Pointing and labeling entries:
-- begin --

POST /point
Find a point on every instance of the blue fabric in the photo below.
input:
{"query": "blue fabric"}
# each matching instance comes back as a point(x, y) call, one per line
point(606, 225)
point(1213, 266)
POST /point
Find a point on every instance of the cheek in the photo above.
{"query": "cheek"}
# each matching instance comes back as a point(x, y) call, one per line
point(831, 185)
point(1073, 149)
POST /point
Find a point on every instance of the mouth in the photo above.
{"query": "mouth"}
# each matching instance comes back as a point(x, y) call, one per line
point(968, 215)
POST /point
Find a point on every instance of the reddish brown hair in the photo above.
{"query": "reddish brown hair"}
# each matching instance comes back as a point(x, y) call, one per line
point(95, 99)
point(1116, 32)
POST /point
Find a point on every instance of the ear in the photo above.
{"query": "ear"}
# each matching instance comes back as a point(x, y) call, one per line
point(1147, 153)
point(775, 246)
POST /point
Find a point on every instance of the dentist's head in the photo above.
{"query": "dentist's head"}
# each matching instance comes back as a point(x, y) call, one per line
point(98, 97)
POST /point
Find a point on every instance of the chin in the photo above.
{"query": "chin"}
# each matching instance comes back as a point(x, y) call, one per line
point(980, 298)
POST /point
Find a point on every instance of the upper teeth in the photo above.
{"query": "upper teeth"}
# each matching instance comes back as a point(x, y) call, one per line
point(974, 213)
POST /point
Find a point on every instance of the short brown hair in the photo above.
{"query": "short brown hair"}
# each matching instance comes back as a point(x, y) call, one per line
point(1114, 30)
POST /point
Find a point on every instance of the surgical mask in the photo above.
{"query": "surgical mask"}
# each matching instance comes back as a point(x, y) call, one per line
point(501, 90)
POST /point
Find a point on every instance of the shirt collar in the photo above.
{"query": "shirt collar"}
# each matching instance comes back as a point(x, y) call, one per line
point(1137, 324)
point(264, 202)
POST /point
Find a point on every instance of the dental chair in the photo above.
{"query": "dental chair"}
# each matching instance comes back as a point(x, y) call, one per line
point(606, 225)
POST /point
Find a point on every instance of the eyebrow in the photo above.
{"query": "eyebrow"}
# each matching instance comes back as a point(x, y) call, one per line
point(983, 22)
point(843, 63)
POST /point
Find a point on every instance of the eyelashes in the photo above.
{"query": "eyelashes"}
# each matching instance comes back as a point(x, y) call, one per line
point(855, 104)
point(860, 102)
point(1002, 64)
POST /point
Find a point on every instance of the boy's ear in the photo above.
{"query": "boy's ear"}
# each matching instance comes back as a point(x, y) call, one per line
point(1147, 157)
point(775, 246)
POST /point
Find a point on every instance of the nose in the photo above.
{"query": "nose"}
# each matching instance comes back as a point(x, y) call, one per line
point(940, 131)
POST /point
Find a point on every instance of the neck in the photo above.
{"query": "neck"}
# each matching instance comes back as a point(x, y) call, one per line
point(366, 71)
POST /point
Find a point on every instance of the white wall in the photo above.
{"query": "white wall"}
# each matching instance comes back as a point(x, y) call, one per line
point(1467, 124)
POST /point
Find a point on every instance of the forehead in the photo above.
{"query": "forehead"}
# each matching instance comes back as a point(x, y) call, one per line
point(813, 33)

-- end --

YOUR OBJECTIVE
Every entry in the listing must be retyped exactly.

OUTPUT
POST /point
Find a point on every instance of the blue fabric in the photo below.
input:
{"query": "blue fabric"}
# each matching instance comes back as a point(x, y) call, one per line
point(606, 225)
point(1213, 266)
POST /point
Find a point on every instance of the cheek in the photo above.
{"query": "cheek"}
# each matching instance comes back as a point(x, y) call, one per line
point(831, 185)
point(1073, 149)
POST /point
Find a point on every instance of the mouth in the photo above.
{"query": "mouth"}
# each matching instance comes back as a point(x, y) call, one per line
point(968, 215)
POST /point
Find a point on every instance of the reddish brown hair in the photo above.
{"query": "reddish brown hair"}
# each matching instance comes back as a point(x, y) call, one per line
point(95, 99)
point(1116, 32)
POST /point
Find a point on every instance of the ear in the photo above.
{"query": "ear"}
# each matching instance comes back as a point(x, y) call, one per line
point(1147, 153)
point(775, 246)
POST /point
Find a point on every instance of the dentist's head in the photo above.
{"query": "dentist's head"}
# each matching instance comes back as a point(x, y) call, one per line
point(98, 97)
POST /point
Find a point on every instance of the chin in the photo above.
{"query": "chin"}
# each matching instance comes back as a point(x, y) call, one per line
point(980, 298)
POST /point
Find a point on every instance of the upper teeth in the photo above.
{"query": "upper teeth"}
# each matching instance comes back as a point(x, y) call, one per line
point(974, 213)
POST /point
Find a point on every instance of the short brown hair in the photo above.
{"query": "short brown hair"}
# each matching instance comes back as a point(x, y) call, one per line
point(1114, 30)
POST /point
Find a point on every instance of the surgical mask in the photo above.
{"query": "surgical mask"}
# each matching instance comes back as a point(x, y) call, one per line
point(501, 90)
POST /point
Find a point on every instance of the shirt collar in the photo above.
{"query": "shirt collar"}
# each matching instance comes back as a point(x, y) call, one per line
point(1137, 324)
point(264, 202)
POST /point
Find a point on every instance of the dental chair in the photo above.
{"query": "dental chair"}
# each matching instance comes back as a point(x, y) call, one per line
point(606, 225)
POST /point
Find a point on every instance of the eyebrow in the photo above.
{"query": "eyebrow"}
# each matching instance comes back as a point(x, y) call, one per line
point(983, 22)
point(843, 63)
POST /point
Find a point on every instance of the eyelashes in the photo above.
{"query": "eyelashes"}
# each matching instance comes back as a point(x, y) call, one per line
point(855, 104)
point(860, 102)
point(1002, 64)
POST /point
Find a point on every instance of the boy's ear in the photo above.
{"query": "boy's ear"}
# each matching instance comes back as a point(x, y) call, one per line
point(1147, 157)
point(775, 246)
POST /point
Find a point on every instance of the nose in the photo above.
{"query": "nose"}
# each matching instance comes back as a point(x, y) call, one per line
point(940, 131)
POST /point
Find a point on every instance of the neck in the photo above.
{"query": "neck"}
# each matching instance comes back as a point(x, y) call, one per line
point(366, 71)
POST /point
Find a point on every instance of the white wall in the photo above.
{"query": "white wall"}
# each matching instance comes back as a point(x, y) call, one per line
point(1467, 124)
POST /point
Find a point on every instance of the forehead in the photo above.
{"query": "forehead"}
# each matching instance comes back as a point(x, y) call, one per line
point(813, 33)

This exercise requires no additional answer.